───── Task data ─────

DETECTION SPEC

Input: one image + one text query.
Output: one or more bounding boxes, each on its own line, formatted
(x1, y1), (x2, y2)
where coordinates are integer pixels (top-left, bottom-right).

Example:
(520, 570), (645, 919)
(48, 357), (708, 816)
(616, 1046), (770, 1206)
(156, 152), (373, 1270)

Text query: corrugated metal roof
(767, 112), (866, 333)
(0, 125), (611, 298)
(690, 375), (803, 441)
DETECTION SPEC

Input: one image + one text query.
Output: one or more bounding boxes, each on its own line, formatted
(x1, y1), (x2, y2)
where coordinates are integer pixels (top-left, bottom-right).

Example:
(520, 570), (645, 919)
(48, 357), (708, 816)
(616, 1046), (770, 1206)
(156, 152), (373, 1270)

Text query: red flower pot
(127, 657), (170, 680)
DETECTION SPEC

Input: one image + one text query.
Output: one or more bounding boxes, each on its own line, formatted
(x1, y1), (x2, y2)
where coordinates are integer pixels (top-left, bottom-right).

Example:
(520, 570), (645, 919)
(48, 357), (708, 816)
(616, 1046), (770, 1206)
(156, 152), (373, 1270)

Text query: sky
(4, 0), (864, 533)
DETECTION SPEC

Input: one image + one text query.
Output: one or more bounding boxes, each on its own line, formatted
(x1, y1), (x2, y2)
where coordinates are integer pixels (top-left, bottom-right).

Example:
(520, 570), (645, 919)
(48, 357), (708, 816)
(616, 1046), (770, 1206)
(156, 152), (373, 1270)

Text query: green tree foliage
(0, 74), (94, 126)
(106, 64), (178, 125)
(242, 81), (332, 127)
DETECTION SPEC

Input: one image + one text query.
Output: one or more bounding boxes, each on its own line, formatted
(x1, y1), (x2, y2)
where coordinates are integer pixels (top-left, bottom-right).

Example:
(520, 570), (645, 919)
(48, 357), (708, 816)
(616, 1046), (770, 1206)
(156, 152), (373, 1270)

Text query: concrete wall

─────

▸ Instructions for the task
Give back each line above exactly as written.

▸ Response below
DETECTION SPEC

Input: one image + one text query.
Output: one or more bounding boxes, each on its own line, formatted
(x1, y1), (x2, y2)
where coordinates are integer pixels (top-left, bottom-right).

Example:
(520, 570), (645, 919)
(48, 357), (708, 816)
(616, 1046), (770, 1206)
(156, 152), (373, 1270)

Text query: corrugated metal roof
(767, 112), (866, 333)
(0, 125), (611, 298)
(690, 375), (803, 441)
DETECTION SPEC

Input: one image + one text query.
Output: one or more bounding boxes, each on its own line, formatted
(x1, y1), (x2, y2)
where coordinates are integer pixels (top-left, bottom-right).

Example:
(520, 570), (645, 919)
(48, 357), (708, 816)
(616, 1046), (770, 1206)
(156, 152), (373, 1270)

Text query: red flower pot
(127, 657), (170, 680)
DETECTION SPEC

Input: one image + one text query.
Output: one or more bounding boxes, each on its own line, formatted
(x1, y1), (x2, y2)
where coordinates are integer pixels (top-left, bottom-right).

Example:
(520, 570), (645, 919)
(48, 357), (708, 816)
(616, 1046), (770, 1206)
(156, 152), (373, 1270)

Text query: sky
(4, 0), (864, 533)
DETECTION SPEC

Input: one image + one text query.
Output: one or more bounding boxes, each on its own line, formatted
(x1, y1), (x2, y2)
where coordinates are integer pixels (top-left, bottom-right).

Example:
(520, 570), (645, 919)
(48, 357), (708, 816)
(616, 1046), (770, 1206)
(156, 152), (373, 1270)

Text query: green tree foliage
(0, 74), (94, 126)
(106, 64), (178, 125)
(242, 81), (332, 127)
DETECTION SPEC

Input: one image + one text query.
Output: one or more bounding boxes, each on its own line, formatted
(x1, y1), (x2, y2)
where coordinates are integer pixels (top-left, bottom-right).

Example:
(520, 570), (645, 919)
(48, 357), (708, 816)
(616, 1046), (770, 1206)
(156, 152), (373, 1270)

Text query: concrete wall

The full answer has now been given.